▶ **KUTIPAN SUMBER**:
····················

Sambil makan, menikmati Pandan Chicken
kesukaan, dan juga Seafood Kway Teow, saya berpikir, apa seharusnya saya coba bersenang-senang aja sebentar, why not!
Seusai
makan, saya pun melanjutkan eksplorasi ke dunia malam, kota Pattaya. Semua
dipenuhi hingar bingar alunan musik dan senda gurau wanita yang menemani
bule-bule sambil minum beer. Saya berusaha untuk menikmati, tapi sepertinya ini bukanlah yang saya harapkan (gak
ada nyamperin!). Mungkin mereka berpikir “ini
berondong udah item, dekil, cuma minum orange juice pula! " Saya tuh
polos nan lugu, jadi gak bisa. Setelah merasa ngantuk saya pun balik ke guesthouse, pengen tidur aja, dan besok
lanjut jalan-jalan tanpa harus ke bar atau tempat prostitusi lainnya di kota
ini. Gak mau perjaka saya luntur di kota maksiat ini, walaupun gak yakin
kalo saya masih perjaka atau gak (penting gak dibahas..?).

····················

▶ **TUJUAN LATIHAN**:
Ringkas kutipan sumber di atas dalam dua kalimat.

▶ **KUMPULAN CATATAN**:

····················

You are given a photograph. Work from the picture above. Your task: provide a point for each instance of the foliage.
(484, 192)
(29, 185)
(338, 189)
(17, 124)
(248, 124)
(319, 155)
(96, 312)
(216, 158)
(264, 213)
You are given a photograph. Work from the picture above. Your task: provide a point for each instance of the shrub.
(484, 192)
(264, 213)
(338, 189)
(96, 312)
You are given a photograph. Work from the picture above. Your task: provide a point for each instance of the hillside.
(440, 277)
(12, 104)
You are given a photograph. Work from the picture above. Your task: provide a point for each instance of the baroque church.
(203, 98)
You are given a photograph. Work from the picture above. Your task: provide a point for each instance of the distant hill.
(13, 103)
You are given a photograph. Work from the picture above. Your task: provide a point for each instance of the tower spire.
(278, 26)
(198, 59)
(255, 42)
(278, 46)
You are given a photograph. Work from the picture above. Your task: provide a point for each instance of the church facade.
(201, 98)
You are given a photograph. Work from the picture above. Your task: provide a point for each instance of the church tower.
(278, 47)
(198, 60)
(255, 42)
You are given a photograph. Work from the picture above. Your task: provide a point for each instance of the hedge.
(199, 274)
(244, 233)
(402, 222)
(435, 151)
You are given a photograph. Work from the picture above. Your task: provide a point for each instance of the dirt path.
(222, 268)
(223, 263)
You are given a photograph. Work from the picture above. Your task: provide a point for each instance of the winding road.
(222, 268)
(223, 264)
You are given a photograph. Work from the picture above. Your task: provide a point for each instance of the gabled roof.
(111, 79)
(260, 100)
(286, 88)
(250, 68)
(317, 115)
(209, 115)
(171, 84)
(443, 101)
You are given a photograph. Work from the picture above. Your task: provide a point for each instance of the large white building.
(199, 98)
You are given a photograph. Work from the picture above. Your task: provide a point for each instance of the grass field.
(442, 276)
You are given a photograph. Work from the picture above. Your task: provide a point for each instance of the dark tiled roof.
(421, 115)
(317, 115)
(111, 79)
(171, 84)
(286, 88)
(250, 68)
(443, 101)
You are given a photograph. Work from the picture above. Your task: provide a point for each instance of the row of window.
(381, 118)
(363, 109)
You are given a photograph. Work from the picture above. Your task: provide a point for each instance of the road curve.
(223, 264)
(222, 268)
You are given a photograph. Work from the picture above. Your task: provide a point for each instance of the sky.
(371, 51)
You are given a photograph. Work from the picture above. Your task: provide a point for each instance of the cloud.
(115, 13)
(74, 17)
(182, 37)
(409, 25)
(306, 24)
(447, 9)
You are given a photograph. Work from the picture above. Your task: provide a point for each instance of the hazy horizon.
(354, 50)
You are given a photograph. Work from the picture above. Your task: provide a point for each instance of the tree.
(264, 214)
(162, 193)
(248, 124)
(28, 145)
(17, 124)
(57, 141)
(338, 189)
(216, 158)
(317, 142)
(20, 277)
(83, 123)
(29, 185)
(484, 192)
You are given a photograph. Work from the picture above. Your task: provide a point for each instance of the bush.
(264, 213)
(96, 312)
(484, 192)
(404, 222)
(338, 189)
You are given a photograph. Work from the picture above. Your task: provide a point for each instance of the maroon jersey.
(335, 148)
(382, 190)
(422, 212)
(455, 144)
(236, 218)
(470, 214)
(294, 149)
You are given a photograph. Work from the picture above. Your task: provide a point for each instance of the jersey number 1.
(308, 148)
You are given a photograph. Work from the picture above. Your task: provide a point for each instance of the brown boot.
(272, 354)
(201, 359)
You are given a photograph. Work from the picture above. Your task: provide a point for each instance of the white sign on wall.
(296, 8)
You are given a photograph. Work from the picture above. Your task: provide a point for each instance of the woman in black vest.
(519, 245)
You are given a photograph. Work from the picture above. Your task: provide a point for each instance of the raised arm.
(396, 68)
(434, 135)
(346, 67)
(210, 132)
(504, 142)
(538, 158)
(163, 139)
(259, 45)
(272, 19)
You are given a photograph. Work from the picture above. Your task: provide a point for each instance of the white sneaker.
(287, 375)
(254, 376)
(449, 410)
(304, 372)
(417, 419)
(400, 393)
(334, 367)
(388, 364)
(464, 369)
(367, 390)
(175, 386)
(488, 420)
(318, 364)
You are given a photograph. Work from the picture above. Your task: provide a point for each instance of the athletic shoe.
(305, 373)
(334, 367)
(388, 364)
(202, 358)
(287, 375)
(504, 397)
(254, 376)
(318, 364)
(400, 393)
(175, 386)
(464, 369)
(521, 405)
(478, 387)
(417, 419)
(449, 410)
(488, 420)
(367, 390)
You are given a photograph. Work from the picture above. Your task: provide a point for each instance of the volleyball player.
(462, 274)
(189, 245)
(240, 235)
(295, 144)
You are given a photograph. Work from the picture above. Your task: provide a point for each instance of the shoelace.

····················

▶ **JAWABAN**:
Setelah makan Pandan Chicken dan Seafood Kway Teow, pencerita menjelajahi kehidupan malam Pattaya yang penuh musik dan wanita yang menemani bule minum bir, tetapi suasananya tidak sesuai harapan dan tidak ada yang menghampiri. Karena mengantuk, pencerita kembali ke guesthouse untuk tidur dan berniat melanjutkan jalan-jalan esok hari tanpa mendatangi bar atau tempat prostitusi lain di kota itu.